Position annotation records:

--- BEGIN ---

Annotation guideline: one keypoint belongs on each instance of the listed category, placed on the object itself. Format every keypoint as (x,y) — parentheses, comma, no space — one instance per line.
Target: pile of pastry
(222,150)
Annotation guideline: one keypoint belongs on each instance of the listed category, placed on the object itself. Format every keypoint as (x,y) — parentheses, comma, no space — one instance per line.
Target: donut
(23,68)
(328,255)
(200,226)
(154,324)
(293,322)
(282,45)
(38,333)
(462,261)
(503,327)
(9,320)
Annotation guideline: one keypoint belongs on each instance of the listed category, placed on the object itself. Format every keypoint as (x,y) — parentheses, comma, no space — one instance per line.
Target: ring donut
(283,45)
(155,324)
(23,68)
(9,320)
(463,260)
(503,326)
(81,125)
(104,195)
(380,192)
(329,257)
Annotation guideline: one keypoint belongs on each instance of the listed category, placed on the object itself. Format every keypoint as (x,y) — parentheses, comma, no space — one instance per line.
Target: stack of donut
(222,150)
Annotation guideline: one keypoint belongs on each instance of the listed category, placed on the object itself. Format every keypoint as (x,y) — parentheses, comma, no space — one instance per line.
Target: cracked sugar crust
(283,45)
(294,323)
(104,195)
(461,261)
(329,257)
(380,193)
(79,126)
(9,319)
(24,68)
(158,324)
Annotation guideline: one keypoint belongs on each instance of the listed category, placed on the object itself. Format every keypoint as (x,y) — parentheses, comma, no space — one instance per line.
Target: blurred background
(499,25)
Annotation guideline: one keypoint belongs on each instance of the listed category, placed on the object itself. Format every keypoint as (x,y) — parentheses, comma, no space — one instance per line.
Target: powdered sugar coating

--- END ---

[Written exercise]:
Would you reproduce all the entries exactly?

[Final answer]:
Annotation guideline: one keypoint belongs on each instance of the listed category, placed on the object itself. Format every keypoint as (x,y) — parentheses, comma, no space — one instance per line.
Target: pile of pastry
(222,150)
Annotation guideline: one keypoint belongs on each instance of the listed category, placed on the object itself. Format every keypoint as (x,y) — parentheses, comma, no space — one instance per line.
Target: donut
(23,68)
(328,255)
(200,226)
(154,324)
(293,322)
(282,45)
(38,333)
(462,261)
(503,327)
(9,320)
Annotation guideline: one keypoint belongs on each instance of the listed category, placed on the object itself. Format every keypoint as (x,y) — parentheses, comma, no space — one instance per line.
Target: ring donut
(283,45)
(155,324)
(23,68)
(9,320)
(463,260)
(503,326)
(81,125)
(104,195)
(380,192)
(329,257)
Annotation guideline: one keypoint belongs on each instance of the listed category, placed on the object itself. Format every keypoint as (x,y) — parentheses, comma, no space — one instance per line.
Target: stack of donut
(222,150)
Annotation guideline: one keypoint belongs on each instance of the listed category, placed on the object itself. Format every keypoint as (x,y) — parentheses, comma, no space — one instance per line.
Target: cracked sugar crust
(283,45)
(294,323)
(104,195)
(461,261)
(329,257)
(380,193)
(79,126)
(9,319)
(24,68)
(158,324)
Annotation guideline: one keypoint belongs on each instance of the listed category, placed on the object itself. Format every keypoint as (x,y) — parentheses, comma, no space — one instance per line.
Target: blurred background
(499,25)
Annotation guideline: one keypoint belongs on each instance of the listed category, placed on the object itself. Format every keypoint as (x,y) — parentheses, comma, no space — one instance per line.
Target: powdered sugar coating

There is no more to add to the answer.